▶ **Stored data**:
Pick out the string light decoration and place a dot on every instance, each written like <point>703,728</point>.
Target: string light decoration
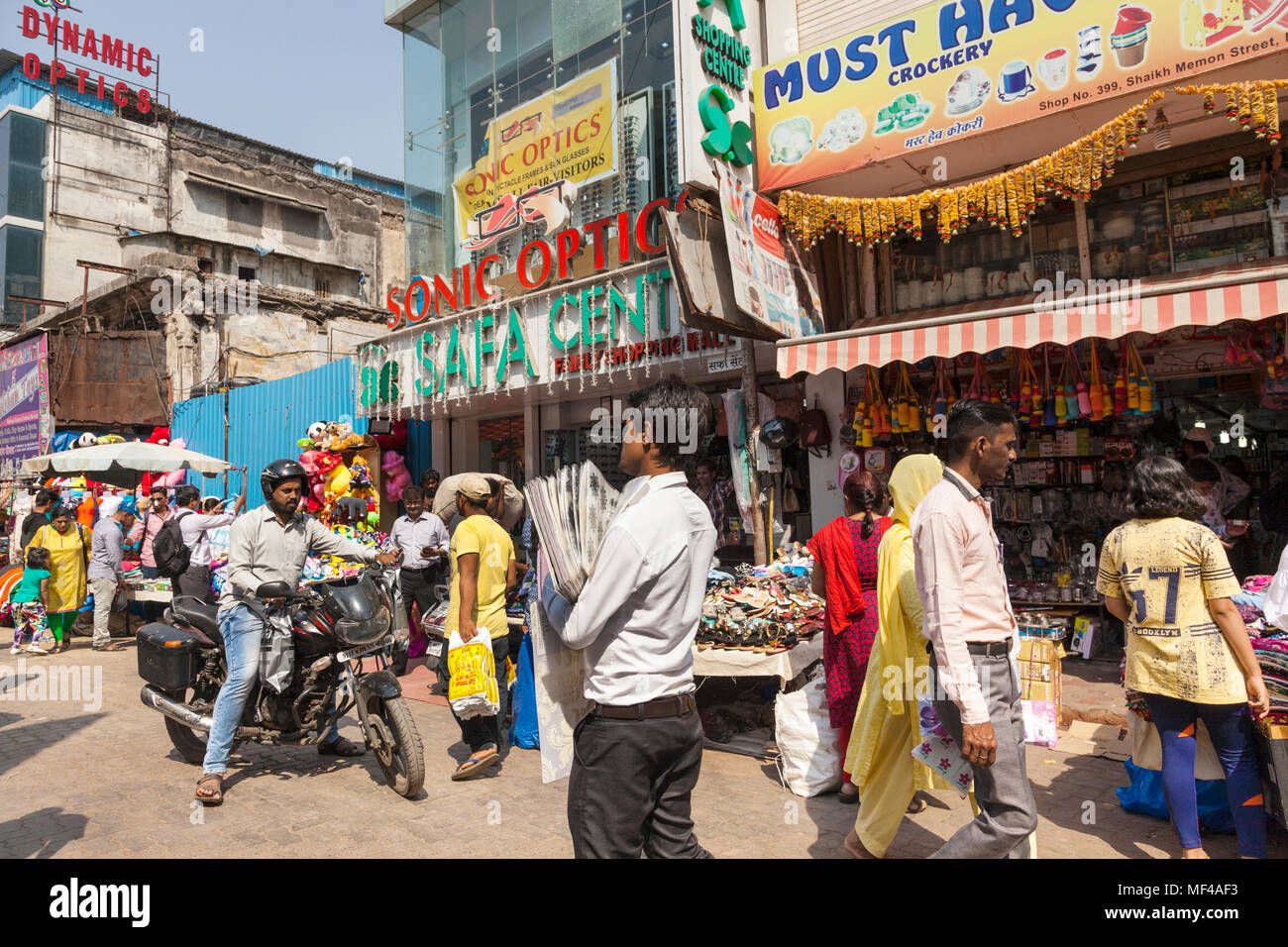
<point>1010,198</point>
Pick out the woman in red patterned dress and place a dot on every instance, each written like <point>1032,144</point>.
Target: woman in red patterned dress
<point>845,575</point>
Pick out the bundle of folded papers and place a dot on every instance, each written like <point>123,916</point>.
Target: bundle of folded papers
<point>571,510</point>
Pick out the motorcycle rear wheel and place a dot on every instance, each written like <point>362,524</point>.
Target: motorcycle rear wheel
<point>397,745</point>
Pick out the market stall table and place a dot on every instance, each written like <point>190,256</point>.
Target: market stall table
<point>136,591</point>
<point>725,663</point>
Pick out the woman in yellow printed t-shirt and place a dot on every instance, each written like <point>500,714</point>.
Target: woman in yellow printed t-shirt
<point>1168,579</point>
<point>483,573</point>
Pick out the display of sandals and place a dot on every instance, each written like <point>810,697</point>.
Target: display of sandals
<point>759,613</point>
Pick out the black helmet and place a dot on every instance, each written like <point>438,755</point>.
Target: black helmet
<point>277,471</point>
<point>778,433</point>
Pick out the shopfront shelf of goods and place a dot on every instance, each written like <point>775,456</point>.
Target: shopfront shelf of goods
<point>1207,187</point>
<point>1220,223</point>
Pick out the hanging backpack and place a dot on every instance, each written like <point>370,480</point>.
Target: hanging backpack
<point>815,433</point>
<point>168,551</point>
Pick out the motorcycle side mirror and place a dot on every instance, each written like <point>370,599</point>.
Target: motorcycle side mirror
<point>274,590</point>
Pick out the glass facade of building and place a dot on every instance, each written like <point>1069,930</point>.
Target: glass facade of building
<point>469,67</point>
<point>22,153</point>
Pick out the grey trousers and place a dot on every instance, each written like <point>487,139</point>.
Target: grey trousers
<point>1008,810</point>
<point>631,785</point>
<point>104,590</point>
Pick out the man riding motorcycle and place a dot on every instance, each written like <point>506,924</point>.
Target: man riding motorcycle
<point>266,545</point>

--

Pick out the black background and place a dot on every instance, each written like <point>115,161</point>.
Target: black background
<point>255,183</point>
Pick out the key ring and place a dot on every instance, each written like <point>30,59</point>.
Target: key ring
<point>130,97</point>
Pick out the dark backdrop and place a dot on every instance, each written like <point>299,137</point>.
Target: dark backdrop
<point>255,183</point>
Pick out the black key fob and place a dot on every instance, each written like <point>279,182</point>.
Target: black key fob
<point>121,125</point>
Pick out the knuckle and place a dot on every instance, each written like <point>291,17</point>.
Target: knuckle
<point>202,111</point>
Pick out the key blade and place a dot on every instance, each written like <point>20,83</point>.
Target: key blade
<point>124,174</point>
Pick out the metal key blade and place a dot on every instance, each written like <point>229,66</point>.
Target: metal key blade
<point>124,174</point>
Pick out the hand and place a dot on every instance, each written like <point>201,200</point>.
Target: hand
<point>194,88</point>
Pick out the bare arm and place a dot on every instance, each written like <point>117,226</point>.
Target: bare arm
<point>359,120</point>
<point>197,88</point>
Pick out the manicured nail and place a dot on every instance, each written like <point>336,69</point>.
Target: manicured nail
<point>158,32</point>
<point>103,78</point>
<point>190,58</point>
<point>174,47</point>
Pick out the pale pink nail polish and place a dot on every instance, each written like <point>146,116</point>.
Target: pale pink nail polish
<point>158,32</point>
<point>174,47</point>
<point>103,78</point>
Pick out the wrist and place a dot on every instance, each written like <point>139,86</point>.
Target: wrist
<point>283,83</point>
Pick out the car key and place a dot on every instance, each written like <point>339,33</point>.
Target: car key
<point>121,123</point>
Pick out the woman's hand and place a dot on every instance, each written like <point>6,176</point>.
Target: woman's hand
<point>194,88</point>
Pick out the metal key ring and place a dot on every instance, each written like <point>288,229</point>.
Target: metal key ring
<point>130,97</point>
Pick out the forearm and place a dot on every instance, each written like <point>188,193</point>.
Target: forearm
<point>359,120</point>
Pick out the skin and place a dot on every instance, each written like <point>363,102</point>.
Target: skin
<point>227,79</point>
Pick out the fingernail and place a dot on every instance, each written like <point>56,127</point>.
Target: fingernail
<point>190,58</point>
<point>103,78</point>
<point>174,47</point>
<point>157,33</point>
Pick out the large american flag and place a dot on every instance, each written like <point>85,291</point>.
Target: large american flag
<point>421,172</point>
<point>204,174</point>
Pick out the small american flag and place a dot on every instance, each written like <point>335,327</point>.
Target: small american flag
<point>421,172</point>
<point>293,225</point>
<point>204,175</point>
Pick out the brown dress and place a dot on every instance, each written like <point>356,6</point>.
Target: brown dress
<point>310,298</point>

▶ **Work instructions**: Out of the records above, please copy exactly the lines from the line with "Pick out the string" up to and including the line with "Pick out the bundle", minus the pictures.

▶ **Task response**:
Pick out the string light decoration and place a dot on every instance, each written like <point>703,728</point>.
Target: string light decoration
<point>1010,198</point>
Pick out the woman in red patterned dress and place a dot on every instance, each written like <point>1032,144</point>.
Target: woman in red patterned dress
<point>845,575</point>
Pick out the bundle of folded papers and place a dot on every instance, each written like <point>123,916</point>.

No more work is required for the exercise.